Work instructions: Quote the records below word for word, leaving out the pictures.

Supplied data:

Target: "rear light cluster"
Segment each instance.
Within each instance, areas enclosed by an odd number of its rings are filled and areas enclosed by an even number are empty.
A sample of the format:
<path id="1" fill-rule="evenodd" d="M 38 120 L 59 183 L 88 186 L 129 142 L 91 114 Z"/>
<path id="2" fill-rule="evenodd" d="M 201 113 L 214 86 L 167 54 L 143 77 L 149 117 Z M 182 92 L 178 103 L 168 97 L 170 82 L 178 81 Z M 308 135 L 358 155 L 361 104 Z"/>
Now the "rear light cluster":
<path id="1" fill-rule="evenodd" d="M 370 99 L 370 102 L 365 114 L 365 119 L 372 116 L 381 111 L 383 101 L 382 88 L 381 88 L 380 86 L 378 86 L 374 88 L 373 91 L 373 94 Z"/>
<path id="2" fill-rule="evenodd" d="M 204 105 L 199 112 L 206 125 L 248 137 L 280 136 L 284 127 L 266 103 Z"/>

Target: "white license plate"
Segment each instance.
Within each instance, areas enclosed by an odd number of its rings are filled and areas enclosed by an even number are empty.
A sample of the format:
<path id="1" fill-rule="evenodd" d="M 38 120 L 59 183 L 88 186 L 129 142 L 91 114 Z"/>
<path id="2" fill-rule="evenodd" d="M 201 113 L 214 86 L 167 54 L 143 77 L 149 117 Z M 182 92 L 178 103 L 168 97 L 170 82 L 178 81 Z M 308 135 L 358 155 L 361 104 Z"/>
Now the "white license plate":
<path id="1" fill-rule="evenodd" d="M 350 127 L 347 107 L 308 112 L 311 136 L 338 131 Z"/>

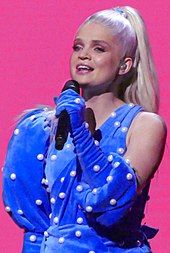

Exercise answer:
Target: "rear light cluster"
Segment each instance.
Within each instance, areas enclosed by an odd number of its rings are filled and areas enclosed by an even number are empty.
A sample of the format:
<path id="1" fill-rule="evenodd" d="M 38 120 L 59 183 L 88 186 L 129 142 L 91 114 Z"/>
<path id="2" fill-rule="evenodd" d="M 201 113 L 214 86 L 167 54 L 143 77 L 149 117 Z M 182 92 L 178 103 L 168 97 L 170 82 L 178 81 Z M 308 135 L 358 155 L 361 104 Z"/>
Now the "rear light cluster":
<path id="1" fill-rule="evenodd" d="M 370 99 L 370 102 L 365 114 L 365 119 L 372 116 L 381 111 L 383 101 L 382 88 L 381 88 L 380 86 L 378 86 L 374 88 L 373 91 L 373 94 Z"/>
<path id="2" fill-rule="evenodd" d="M 204 105 L 199 112 L 206 125 L 248 137 L 280 136 L 284 127 L 266 103 Z"/>

Target: "white license plate"
Segment each instance.
Within each instance, areas enclosed by an odd number of its rings are filled and areas enclosed by an even number are empty.
A sample of the format:
<path id="1" fill-rule="evenodd" d="M 38 120 L 59 183 L 88 186 L 129 142 L 91 114 Z"/>
<path id="2" fill-rule="evenodd" d="M 201 113 L 214 86 L 167 54 L 143 77 L 149 117 Z M 182 92 L 178 103 L 168 97 L 170 82 L 178 81 Z M 308 135 L 358 155 L 361 104 Z"/>
Now the "white license plate":
<path id="1" fill-rule="evenodd" d="M 350 127 L 347 107 L 308 112 L 311 136 L 338 131 Z"/>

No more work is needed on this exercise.